__EXERCISE DIRECTIONS__
Can you quote the records below in full, word for word?

EXTRACTED RECORDS below:

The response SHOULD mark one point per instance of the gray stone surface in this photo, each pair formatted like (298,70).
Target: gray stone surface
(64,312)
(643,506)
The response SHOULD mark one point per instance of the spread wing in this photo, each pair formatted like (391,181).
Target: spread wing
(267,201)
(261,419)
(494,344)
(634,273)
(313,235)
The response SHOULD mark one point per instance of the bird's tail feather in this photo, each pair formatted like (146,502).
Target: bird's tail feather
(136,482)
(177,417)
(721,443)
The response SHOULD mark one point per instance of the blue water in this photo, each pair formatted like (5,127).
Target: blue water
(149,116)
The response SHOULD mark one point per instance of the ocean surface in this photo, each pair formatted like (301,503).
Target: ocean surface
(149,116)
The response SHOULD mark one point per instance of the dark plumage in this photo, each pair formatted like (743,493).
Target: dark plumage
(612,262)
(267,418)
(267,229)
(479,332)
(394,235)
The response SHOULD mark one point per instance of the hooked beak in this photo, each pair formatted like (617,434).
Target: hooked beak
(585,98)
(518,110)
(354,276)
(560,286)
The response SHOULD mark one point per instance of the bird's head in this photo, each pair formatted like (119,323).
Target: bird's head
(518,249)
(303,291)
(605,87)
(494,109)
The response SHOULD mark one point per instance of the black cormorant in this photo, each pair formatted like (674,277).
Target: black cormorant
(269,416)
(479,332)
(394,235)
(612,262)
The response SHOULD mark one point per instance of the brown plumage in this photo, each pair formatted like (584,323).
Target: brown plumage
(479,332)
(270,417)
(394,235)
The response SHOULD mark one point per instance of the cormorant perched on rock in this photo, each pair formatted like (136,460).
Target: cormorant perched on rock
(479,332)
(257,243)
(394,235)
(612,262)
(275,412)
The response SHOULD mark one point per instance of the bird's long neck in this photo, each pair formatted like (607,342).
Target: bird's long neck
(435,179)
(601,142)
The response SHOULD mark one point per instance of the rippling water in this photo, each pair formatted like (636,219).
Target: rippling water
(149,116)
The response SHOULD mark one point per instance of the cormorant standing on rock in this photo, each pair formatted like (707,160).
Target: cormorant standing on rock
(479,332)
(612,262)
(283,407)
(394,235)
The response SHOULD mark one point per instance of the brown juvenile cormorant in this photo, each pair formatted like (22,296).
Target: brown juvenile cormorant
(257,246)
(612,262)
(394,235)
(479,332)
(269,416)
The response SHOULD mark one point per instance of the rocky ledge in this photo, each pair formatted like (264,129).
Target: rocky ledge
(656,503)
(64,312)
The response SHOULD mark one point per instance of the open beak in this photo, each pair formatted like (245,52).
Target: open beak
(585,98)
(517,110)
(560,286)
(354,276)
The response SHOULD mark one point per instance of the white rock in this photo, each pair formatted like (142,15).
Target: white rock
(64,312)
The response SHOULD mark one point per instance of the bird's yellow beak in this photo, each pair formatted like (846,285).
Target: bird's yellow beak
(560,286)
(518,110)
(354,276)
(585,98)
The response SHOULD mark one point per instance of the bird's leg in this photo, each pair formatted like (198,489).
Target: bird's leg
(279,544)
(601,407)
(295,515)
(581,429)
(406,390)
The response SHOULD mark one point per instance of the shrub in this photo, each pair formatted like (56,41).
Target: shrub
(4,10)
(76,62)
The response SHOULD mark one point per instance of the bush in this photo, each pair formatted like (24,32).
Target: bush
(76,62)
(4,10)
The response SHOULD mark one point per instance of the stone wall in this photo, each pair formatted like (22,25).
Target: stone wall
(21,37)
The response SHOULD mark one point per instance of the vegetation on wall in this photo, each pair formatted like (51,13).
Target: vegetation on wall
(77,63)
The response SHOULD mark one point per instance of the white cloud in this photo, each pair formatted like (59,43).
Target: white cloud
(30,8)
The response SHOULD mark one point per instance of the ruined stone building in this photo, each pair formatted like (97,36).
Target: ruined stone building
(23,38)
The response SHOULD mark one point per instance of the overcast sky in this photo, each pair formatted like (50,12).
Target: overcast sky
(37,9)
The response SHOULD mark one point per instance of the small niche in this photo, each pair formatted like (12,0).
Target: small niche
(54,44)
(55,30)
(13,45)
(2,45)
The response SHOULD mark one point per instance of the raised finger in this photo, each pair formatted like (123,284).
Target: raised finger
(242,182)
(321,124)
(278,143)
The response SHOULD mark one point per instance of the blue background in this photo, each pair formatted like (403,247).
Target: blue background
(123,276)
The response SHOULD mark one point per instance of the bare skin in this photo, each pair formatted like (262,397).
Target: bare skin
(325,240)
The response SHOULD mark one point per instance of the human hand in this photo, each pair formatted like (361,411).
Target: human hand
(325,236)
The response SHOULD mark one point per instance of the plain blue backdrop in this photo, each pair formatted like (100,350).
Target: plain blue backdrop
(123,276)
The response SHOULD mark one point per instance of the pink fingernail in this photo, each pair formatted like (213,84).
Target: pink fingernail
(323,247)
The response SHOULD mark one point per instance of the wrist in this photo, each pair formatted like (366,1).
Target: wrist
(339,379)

End of EXTRACTED RECORDS.

__RESULT OF THE EXERCISE__
The response SHOULD mark one point per instance of the gray stone surface in this photo, each pair formatted like (298,70).
Target: gray stone surface
(64,312)
(643,506)
The response SHOULD mark one point per instance of the spread wing in this photo, each pair formatted like (391,181).
Target: spread wing
(267,201)
(261,419)
(494,344)
(634,273)
(313,235)
The response SHOULD mark one point per instance of the bird's tail feather in this photo, each pair formatted like (146,502).
Target: bird's tail feather
(136,482)
(177,417)
(721,443)
The response SHOULD mark one point per instance of the blue water in this photo, each pair formatted like (5,127).
Target: blue water
(149,116)
The response SHOULD mark one point per instance of the ocean surface in this photo, each pair formatted like (301,503).
Target: ocean surface
(149,116)
The response SHOULD mark one point per instance of the dark plumage in this photo, each pair formatted like (743,493).
Target: dark plumage
(612,262)
(267,418)
(267,229)
(479,332)
(394,235)
The response SHOULD mark one point per instance of the hooked beak in this photo, each pair formatted like (617,434).
Target: hooked beak
(585,98)
(518,110)
(354,276)
(560,286)
The response SHOULD mark one point per instance of the bird's head in this photo, each pair formatted like (119,323).
Target: bird's head
(518,249)
(303,291)
(605,87)
(494,109)
The response SHOULD mark one point per instance of the black cormorant in this photo, each pair formatted like (674,277).
Target: black cormorant
(269,416)
(479,332)
(394,235)
(612,262)
The response SHOULD mark one point per instance of the brown plumage in this photo, each pair formatted like (584,323).
Target: brown plumage
(479,332)
(270,417)
(394,235)
The response SHOULD mark one point per instance of the cormorant perched on rock in this photo, each pair formatted like (136,460).
Target: cormorant perched on rock
(479,332)
(257,243)
(394,235)
(612,262)
(275,412)
The response SHOULD mark one point per instance of the bird's long neck in this photo, each pair formatted like (607,342).
Target: bird's long neck
(435,179)
(601,142)
The response SHOULD mark one point per instance of the rippling water in this photo, each pair formatted like (636,219).
Target: rippling water
(149,116)
The response SHOULD mark one point per instance of the cormorant standing on rock in this photo, each pair formatted like (707,160).
Target: cormorant standing on rock
(479,332)
(612,262)
(283,407)
(394,235)
The response SHOULD mark one point per instance of the brown juvenile cormorant in this photo, each pair formatted like (22,296).
Target: brown juvenile cormorant
(257,246)
(612,262)
(394,235)
(479,332)
(269,416)
The response SHOULD mark one point per instance of the rocky ledge in this photo, each pair formatted like (264,129).
Target: rocky ledge
(656,503)
(64,312)
The response SHOULD mark one point per instance of the open beak in this photo, each pair formatted like (245,52).
Target: open beak
(585,98)
(517,110)
(560,286)
(354,276)
The response SHOULD mark one point per instance of the white rock in this photo, each pair formatted like (142,15).
Target: white rock
(64,312)
The response SHOULD mark one point per instance of the bird's yellow beak in this photo, each pair formatted like (846,285).
Target: bird's yellow beak
(560,286)
(518,110)
(354,276)
(585,98)
The response SHOULD mark one point per instance of the bird's leg in this photo, each pair formatted like (198,489).
Target: bird's leg
(279,544)
(601,407)
(295,515)
(581,429)
(406,390)
The response SHOULD mark one point per instance of the shrub in this photo, each pair formatted like (56,41).
Target: shrub
(4,10)
(76,62)
The response SHOULD mark one point per instance of the bush in this photo, each pair formatted like (24,32).
Target: bush
(76,62)
(4,10)
The response SHOULD mark one point per instance of the stone wall in this photo, each pair formatted like (22,25).
Target: stone wall
(21,37)
The response SHOULD mark one point per instance of the vegetation on wall in this photo, each pair formatted like (51,13).
Target: vegetation on wall
(77,63)
The response SHOULD mark one point per instance of the white cloud in this photo, each pair formatted like (59,43).
Target: white cloud
(30,8)
The response SHOULD mark one point per instance of the ruined stone building in this photo, each pair formatted like (97,36).
Target: ruined stone building
(23,38)
The response SHOULD mark one point per instance of the overcast sky in this photo, each pair formatted like (50,12).
Target: overcast sky
(37,9)
The response SHOULD mark one point per instance of the small niche in this photo, each pair formatted like (12,0).
Target: small niche
(54,44)
(55,30)
(13,45)
(2,45)
The response SHOULD mark one point per instance of the raised finger in this photo, each pair formatted like (123,284).
Target: raised finger
(242,182)
(321,124)
(278,143)
The response SHOULD mark one point per instance of the blue background in this photo, each pair formatted like (403,247).
Target: blue background
(123,276)
The response SHOULD mark one point per instance of the bare skin in this photo, each pair formatted like (262,397).
Target: bare skin
(325,240)
The response SHOULD mark one point per instance of the human hand in this photo, each pair formatted like (361,411).
Target: human hand
(325,236)
The response SHOULD mark one point per instance of the plain blue backdrop in this photo, each pair formatted like (100,350).
Target: plain blue backdrop
(123,276)
The response SHOULD mark one point per instance of the pink fingernail in this photo, each pair formatted like (213,84).
Target: pink fingernail
(323,247)
The response SHOULD mark one point per instance of the wrist in this photo, each pair formatted like (366,1).
Target: wrist
(339,379)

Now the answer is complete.